蝗にはなるまい
蝗にはなるまい。こう言ってしまうと精一杯に生きている「イナゴ」には失礼であるが、あくまでも喩えである。この喩えは、日本で天台宗を開いた最澄の撰述と伝えられる『末法灯明記』に依る。
『仁王』等を推するに、僧統を拝するをもって、破僧の俗となす。彼の『大集』等には、無戒を称してもって済世の宝となす。あに破国の蝗をとどめ、かえって保家の宝を棄てんや。
(『真宗学シリーズ8 真宗聖典学③ 教行証文類』P.362引用)

◆ 指示:
a - 蝗の喩えを扱った本文について、次の問いに答えよ。
(i) 「蝗にはなるまい」という喩えは、何という書物に依るとされているか。
(ii) 『大集』等では、何を「済世の宝」と称しているか。
(iii) 引用元として挙げられている書物の名と、そのページ数は何か。
b - 蝗の喩えを扱った本文に、『』で書名として示されているものをすべて挙げよ。
c - 蝗の喩えを扱った本文を、その最後の一文の後から書き継げ。
ここから先の記録は、本文とは別の資料である。

◆ データ抜粋:
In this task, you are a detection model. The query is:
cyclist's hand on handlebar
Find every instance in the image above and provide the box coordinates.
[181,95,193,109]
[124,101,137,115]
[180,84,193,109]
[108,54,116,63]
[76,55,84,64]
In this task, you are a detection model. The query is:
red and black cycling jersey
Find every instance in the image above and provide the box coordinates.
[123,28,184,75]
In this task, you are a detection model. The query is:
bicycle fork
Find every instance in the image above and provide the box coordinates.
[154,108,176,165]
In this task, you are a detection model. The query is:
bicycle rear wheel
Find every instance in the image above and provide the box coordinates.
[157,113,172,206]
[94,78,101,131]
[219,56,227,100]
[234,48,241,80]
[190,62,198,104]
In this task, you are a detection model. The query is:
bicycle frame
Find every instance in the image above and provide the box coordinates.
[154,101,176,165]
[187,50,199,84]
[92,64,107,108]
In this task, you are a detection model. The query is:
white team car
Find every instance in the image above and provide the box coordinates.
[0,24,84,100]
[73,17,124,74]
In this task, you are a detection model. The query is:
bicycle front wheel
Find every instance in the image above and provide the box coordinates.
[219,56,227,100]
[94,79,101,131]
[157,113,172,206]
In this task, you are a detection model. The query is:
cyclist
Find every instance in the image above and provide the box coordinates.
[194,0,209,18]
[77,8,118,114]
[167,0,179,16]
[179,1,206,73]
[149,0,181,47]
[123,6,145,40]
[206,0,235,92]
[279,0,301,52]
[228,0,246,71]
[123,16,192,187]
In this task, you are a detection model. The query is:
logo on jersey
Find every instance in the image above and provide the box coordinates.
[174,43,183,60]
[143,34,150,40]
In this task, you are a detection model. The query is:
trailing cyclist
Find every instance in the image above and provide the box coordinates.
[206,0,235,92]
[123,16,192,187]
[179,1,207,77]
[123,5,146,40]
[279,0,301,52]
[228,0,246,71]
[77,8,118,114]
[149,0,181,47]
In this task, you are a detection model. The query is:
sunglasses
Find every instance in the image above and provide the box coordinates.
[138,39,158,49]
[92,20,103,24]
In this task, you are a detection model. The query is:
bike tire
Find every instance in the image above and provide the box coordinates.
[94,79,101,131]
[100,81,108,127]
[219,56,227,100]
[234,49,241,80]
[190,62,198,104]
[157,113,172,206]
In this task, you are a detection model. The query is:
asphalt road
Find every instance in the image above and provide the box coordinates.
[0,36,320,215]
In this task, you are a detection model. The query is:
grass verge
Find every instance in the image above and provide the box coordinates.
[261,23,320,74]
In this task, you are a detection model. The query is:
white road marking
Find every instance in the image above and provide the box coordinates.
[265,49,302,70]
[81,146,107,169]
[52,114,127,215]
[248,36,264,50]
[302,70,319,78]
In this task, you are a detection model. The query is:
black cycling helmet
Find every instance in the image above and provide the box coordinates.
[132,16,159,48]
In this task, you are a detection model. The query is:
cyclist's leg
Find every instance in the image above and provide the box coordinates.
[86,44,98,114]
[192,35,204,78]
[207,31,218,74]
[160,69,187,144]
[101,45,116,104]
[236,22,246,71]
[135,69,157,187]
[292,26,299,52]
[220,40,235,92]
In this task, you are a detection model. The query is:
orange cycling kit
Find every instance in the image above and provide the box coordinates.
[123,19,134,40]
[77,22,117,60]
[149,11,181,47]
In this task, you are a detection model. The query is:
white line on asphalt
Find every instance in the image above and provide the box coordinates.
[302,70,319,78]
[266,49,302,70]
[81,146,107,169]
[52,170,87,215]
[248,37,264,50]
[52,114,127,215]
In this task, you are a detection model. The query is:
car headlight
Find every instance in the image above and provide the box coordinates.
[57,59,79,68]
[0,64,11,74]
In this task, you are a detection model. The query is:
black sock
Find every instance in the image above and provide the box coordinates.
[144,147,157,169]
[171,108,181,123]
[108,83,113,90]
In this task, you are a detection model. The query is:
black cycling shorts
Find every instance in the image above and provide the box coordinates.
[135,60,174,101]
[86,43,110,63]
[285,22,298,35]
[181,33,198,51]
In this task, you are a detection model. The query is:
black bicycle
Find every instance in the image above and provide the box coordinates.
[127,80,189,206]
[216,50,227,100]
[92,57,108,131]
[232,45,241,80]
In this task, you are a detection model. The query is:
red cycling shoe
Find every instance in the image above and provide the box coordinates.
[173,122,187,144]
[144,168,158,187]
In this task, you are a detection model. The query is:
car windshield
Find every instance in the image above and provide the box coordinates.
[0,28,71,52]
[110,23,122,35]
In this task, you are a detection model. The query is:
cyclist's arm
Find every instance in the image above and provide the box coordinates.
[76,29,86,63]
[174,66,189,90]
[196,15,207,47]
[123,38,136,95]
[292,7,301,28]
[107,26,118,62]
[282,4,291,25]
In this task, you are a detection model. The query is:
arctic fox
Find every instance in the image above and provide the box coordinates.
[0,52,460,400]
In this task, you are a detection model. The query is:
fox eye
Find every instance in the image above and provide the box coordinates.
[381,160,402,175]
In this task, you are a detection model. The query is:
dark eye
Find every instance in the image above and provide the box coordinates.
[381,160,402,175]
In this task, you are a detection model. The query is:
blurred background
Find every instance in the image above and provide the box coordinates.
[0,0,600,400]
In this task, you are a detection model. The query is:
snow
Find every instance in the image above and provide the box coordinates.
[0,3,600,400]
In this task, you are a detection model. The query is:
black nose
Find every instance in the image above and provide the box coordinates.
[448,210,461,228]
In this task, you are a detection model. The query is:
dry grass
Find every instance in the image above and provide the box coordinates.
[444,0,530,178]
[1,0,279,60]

--

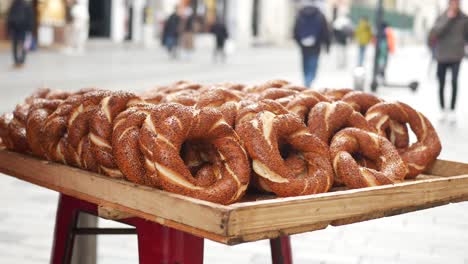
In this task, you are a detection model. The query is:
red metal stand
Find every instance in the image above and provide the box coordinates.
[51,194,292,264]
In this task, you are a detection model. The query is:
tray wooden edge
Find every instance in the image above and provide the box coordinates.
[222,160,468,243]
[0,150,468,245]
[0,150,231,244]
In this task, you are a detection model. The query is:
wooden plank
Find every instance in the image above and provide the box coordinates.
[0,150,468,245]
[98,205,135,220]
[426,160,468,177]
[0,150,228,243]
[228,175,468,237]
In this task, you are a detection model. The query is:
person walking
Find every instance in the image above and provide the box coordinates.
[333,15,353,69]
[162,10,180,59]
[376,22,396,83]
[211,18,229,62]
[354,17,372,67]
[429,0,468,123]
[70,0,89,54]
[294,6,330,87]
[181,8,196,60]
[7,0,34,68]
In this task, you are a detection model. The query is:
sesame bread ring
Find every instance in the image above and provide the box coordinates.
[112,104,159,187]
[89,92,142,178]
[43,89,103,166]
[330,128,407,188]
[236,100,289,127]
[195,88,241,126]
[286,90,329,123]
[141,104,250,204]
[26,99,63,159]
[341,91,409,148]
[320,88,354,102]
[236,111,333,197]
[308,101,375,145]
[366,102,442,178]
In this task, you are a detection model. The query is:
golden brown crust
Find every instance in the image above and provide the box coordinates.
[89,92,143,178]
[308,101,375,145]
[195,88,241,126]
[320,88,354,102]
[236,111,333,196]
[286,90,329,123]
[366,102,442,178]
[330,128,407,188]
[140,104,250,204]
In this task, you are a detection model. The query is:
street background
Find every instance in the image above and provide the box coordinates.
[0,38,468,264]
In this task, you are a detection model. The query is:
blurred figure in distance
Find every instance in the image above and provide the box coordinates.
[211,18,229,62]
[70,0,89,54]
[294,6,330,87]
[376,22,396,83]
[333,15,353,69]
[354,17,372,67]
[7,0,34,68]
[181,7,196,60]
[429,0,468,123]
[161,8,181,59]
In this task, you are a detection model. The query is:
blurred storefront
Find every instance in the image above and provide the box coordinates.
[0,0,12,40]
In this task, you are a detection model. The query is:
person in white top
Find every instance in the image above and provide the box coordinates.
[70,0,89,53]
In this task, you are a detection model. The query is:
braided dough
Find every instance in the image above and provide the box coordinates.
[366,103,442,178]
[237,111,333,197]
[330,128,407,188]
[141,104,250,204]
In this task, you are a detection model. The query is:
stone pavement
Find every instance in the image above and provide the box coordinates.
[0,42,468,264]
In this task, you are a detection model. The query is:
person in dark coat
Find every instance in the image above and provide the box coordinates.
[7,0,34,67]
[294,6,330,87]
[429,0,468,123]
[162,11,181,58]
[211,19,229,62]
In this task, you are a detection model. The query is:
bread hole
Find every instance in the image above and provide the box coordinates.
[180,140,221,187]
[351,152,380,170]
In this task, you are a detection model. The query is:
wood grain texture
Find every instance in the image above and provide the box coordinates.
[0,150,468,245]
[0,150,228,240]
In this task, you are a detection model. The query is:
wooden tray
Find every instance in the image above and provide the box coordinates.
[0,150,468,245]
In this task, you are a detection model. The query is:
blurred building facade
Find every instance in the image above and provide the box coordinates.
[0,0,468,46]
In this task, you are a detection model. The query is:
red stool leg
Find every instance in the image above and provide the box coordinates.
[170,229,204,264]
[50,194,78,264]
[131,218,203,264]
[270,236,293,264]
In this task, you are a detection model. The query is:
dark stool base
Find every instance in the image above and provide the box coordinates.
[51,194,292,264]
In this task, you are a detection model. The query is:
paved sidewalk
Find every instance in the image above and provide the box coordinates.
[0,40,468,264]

==

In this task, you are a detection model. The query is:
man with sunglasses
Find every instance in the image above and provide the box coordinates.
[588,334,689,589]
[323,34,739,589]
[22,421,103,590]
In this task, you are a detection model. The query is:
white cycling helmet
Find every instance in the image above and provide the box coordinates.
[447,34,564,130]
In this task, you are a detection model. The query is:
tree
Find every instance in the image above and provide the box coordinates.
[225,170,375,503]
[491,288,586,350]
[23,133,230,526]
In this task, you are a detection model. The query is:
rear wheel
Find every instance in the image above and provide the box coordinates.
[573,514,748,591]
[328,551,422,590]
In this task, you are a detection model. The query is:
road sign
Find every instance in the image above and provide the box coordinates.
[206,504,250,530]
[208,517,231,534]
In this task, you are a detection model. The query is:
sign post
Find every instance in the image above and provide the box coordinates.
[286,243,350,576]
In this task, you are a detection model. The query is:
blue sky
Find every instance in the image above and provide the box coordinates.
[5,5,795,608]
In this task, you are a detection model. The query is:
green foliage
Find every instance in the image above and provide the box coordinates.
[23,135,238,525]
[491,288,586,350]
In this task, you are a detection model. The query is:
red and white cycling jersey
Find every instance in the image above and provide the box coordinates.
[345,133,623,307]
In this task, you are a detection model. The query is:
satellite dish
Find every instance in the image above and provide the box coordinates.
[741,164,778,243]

◆ 解答:
a -
(i) 『末法灯明記』
(ii) 無戒
(iii) 『真宗学シリーズ8 真宗聖典学③ 教行証文類』、P.362

b -
『末法灯明記』
『仁王』
『大集』
『真宗学シリーズ8 真宗聖典学③ 教行証文類』

c -
これは、『仁王経』や『大集経』を根拠に、当時の南都仏教に対して「僧統を拝する」ことへの批判である。僧統とは朝廷(国家)から与えられるさまざまな名誉や官職のことで、教団(宗派)を統率させる制度を表わす。当時の仏教が国家仏教といわれる所以である。そして、奈良の興福寺や東大寺の僧侶たちが朝廷からのこれらの任免を期待して、天皇や上皇に取り入ることにより、国家に都合の良い方向へ仏法(教え)を歪めていったことへの警告でもある。ここで示される「僧侶が国家を護る」という「保家の宝」に私は同意できないが、最澄にとって「国家を護る」ことはそのまま「仏法を護る」ことに直結していたのかも知れない。名聞利養(名利、名誉欲と財産欲)のために実りある仏法を利用する僧侶を、稲穂を食い尽くすイナゴになぞらえているのである。しかし、この批判は当時の南都仏教にだけ当てはまるものではない。当時から現在に至るまで、蝗が漁るのは教団や社会での名誉、地位、金である。その果てには、これらがまるで僧侶の本分であり、仏道を全うしているかのように振舞う。このような僧侶すべてへの批判である。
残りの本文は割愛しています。